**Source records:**
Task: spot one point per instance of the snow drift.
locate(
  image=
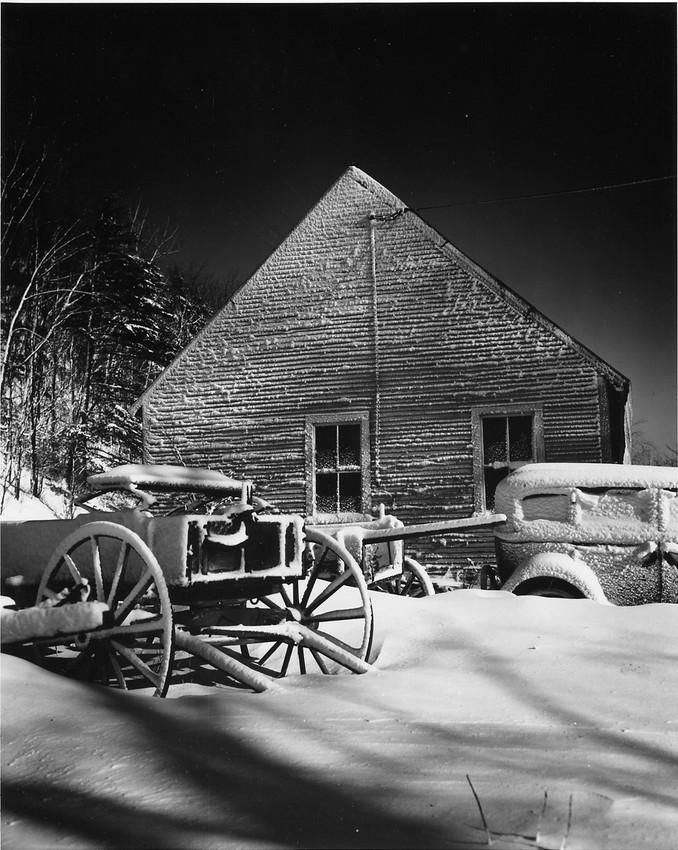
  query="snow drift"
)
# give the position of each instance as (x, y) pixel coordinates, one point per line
(562, 714)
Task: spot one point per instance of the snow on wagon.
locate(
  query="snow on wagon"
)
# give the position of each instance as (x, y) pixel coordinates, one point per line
(608, 532)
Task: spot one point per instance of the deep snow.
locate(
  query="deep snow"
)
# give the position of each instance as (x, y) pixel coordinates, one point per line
(558, 710)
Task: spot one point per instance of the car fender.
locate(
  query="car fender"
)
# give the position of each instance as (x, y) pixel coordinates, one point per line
(559, 566)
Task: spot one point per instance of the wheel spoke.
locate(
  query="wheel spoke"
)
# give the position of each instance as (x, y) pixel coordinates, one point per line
(116, 669)
(74, 571)
(286, 660)
(286, 598)
(135, 661)
(407, 585)
(150, 626)
(96, 568)
(309, 586)
(119, 571)
(138, 590)
(331, 588)
(320, 661)
(270, 603)
(337, 642)
(339, 614)
(264, 658)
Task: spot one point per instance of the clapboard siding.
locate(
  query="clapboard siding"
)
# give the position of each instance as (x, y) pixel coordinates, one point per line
(379, 315)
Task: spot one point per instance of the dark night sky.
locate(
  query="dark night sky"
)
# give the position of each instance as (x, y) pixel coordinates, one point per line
(230, 121)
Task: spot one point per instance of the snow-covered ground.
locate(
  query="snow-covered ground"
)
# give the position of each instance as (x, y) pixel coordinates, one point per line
(562, 713)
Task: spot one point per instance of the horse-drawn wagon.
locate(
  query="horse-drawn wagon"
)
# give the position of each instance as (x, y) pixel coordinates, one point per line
(117, 597)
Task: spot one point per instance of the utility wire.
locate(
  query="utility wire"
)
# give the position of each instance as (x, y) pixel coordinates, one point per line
(548, 194)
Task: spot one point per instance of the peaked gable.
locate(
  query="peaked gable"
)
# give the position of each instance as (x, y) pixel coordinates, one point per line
(386, 206)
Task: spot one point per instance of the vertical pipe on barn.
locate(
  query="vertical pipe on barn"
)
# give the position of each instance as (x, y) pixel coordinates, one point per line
(375, 306)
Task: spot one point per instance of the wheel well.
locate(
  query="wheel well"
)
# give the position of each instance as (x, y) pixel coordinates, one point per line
(548, 585)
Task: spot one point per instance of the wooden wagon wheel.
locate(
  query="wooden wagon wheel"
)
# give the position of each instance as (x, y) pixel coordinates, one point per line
(333, 601)
(412, 581)
(113, 565)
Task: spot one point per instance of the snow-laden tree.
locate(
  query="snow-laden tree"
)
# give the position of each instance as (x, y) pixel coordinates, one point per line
(89, 318)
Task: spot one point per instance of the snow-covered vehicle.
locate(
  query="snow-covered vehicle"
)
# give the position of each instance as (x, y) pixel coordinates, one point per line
(608, 532)
(248, 588)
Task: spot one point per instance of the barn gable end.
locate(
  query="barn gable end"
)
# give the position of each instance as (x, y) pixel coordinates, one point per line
(366, 316)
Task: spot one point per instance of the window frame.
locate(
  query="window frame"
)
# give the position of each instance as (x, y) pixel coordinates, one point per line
(536, 411)
(341, 417)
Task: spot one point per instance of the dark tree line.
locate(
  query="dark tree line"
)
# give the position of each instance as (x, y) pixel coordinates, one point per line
(91, 313)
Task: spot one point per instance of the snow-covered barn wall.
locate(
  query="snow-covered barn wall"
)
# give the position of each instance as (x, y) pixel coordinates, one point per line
(365, 315)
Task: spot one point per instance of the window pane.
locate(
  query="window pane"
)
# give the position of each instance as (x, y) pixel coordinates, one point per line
(325, 446)
(349, 445)
(326, 493)
(520, 438)
(492, 478)
(494, 440)
(349, 492)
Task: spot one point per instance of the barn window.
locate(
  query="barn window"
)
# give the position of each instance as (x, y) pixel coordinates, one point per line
(337, 464)
(503, 441)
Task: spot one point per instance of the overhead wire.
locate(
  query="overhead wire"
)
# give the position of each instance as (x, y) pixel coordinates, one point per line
(581, 191)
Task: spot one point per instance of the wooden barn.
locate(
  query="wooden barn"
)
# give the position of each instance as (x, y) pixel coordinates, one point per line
(369, 361)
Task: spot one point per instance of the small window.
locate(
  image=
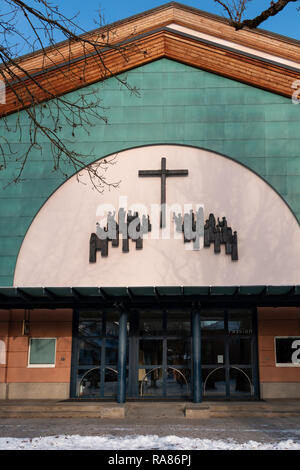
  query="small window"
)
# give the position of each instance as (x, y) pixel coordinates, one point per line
(287, 351)
(42, 352)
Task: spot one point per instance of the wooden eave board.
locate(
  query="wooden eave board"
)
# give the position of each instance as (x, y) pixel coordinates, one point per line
(162, 16)
(162, 43)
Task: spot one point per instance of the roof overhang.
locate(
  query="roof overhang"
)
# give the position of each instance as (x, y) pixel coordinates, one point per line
(100, 297)
(150, 36)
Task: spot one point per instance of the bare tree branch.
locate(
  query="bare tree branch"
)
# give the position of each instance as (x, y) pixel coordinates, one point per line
(236, 9)
(47, 118)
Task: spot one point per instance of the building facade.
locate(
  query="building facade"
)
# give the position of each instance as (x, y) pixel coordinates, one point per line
(182, 281)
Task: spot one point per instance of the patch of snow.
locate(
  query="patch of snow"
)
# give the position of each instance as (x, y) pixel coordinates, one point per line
(138, 442)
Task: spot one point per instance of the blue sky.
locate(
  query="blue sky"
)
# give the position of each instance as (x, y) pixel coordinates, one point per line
(287, 22)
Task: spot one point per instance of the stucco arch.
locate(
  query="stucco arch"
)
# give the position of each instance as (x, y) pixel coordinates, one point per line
(57, 242)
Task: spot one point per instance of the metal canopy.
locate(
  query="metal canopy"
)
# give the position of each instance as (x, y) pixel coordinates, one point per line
(72, 297)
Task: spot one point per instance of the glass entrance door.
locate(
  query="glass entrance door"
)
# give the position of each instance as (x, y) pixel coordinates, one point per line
(228, 354)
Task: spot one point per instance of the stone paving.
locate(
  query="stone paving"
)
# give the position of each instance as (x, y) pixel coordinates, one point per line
(265, 430)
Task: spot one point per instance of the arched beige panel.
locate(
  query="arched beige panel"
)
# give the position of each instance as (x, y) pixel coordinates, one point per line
(55, 251)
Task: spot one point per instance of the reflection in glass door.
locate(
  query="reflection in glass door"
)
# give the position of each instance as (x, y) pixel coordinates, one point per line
(228, 354)
(163, 351)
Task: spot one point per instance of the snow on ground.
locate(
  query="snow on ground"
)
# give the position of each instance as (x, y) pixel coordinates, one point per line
(138, 442)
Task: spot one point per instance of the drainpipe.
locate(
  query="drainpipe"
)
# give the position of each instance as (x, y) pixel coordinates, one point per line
(196, 355)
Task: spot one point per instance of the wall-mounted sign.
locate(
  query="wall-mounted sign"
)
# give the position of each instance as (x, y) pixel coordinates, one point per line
(287, 351)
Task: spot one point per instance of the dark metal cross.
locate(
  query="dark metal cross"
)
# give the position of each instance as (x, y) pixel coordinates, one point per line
(163, 173)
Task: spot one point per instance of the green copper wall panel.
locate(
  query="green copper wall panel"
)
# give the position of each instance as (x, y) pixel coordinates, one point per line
(175, 104)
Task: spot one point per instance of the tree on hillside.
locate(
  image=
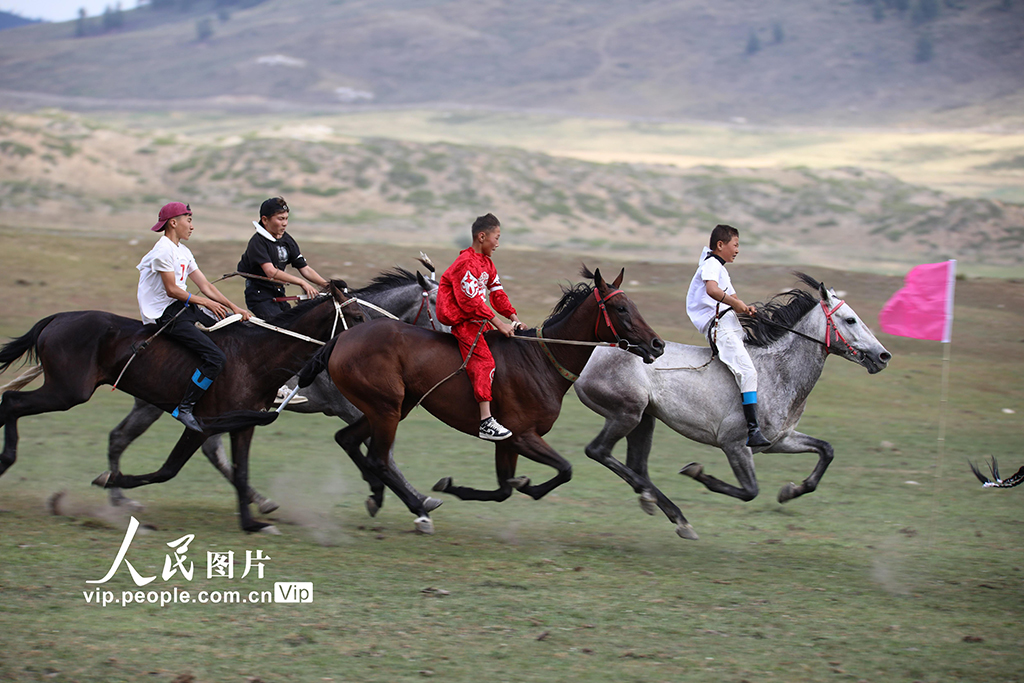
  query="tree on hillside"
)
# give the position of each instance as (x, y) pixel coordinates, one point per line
(113, 18)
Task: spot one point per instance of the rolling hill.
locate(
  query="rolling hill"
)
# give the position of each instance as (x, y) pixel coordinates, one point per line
(843, 61)
(66, 172)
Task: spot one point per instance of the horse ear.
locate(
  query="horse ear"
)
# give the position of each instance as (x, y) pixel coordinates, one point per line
(619, 280)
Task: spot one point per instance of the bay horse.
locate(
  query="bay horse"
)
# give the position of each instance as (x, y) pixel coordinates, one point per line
(410, 297)
(386, 369)
(81, 350)
(696, 395)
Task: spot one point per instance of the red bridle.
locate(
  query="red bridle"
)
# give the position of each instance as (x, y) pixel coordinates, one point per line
(607, 319)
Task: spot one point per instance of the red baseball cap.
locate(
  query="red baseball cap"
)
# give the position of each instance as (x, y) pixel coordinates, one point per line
(169, 211)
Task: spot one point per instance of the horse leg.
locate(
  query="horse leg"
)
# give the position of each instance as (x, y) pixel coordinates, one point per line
(505, 461)
(535, 447)
(380, 460)
(240, 458)
(50, 397)
(186, 445)
(639, 434)
(350, 439)
(213, 449)
(140, 418)
(741, 460)
(798, 442)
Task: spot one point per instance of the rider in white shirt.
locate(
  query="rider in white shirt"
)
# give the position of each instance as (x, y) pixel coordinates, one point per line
(162, 296)
(711, 289)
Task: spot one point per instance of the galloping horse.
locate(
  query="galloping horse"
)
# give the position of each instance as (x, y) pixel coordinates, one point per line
(410, 297)
(386, 369)
(696, 395)
(995, 482)
(83, 349)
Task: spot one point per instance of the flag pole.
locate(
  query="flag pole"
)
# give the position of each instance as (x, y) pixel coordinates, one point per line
(941, 445)
(943, 395)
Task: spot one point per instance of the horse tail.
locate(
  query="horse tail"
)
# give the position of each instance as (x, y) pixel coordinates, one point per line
(316, 365)
(15, 348)
(236, 420)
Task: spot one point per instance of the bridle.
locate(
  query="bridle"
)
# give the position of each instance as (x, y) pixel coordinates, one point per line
(601, 301)
(830, 328)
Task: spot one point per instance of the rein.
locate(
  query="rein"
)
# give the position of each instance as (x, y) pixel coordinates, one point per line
(266, 326)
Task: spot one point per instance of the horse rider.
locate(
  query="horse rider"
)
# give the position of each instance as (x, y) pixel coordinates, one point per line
(710, 289)
(164, 300)
(462, 303)
(269, 251)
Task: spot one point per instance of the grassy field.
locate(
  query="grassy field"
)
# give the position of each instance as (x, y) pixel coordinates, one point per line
(898, 568)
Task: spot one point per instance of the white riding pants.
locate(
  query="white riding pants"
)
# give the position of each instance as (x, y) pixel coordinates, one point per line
(732, 352)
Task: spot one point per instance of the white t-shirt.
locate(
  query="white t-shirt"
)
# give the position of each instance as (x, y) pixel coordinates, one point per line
(164, 257)
(699, 306)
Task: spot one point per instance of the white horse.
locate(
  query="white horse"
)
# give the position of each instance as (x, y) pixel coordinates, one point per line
(696, 395)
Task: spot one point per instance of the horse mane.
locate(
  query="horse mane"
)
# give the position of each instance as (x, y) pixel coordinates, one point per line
(572, 296)
(396, 276)
(298, 310)
(783, 309)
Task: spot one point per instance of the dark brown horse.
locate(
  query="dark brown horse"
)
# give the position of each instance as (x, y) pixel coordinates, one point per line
(80, 350)
(386, 369)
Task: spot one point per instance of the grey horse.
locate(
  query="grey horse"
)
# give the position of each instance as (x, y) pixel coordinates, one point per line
(411, 298)
(696, 395)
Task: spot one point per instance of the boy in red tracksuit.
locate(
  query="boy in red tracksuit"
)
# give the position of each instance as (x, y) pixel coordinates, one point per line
(462, 303)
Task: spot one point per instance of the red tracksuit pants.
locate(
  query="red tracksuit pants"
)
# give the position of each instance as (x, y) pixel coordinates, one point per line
(480, 368)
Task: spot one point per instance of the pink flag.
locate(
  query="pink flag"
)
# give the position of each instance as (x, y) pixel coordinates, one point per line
(924, 308)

**To do:** Search the entries above for the string "shirt", and report each line where it occurs.

**Solution:**
Task: spot one point per instance of the rider in white shirt.
  query="rider in white shirt"
Task: spot one point per instance of the white t-shirt.
  query="white t-shirt"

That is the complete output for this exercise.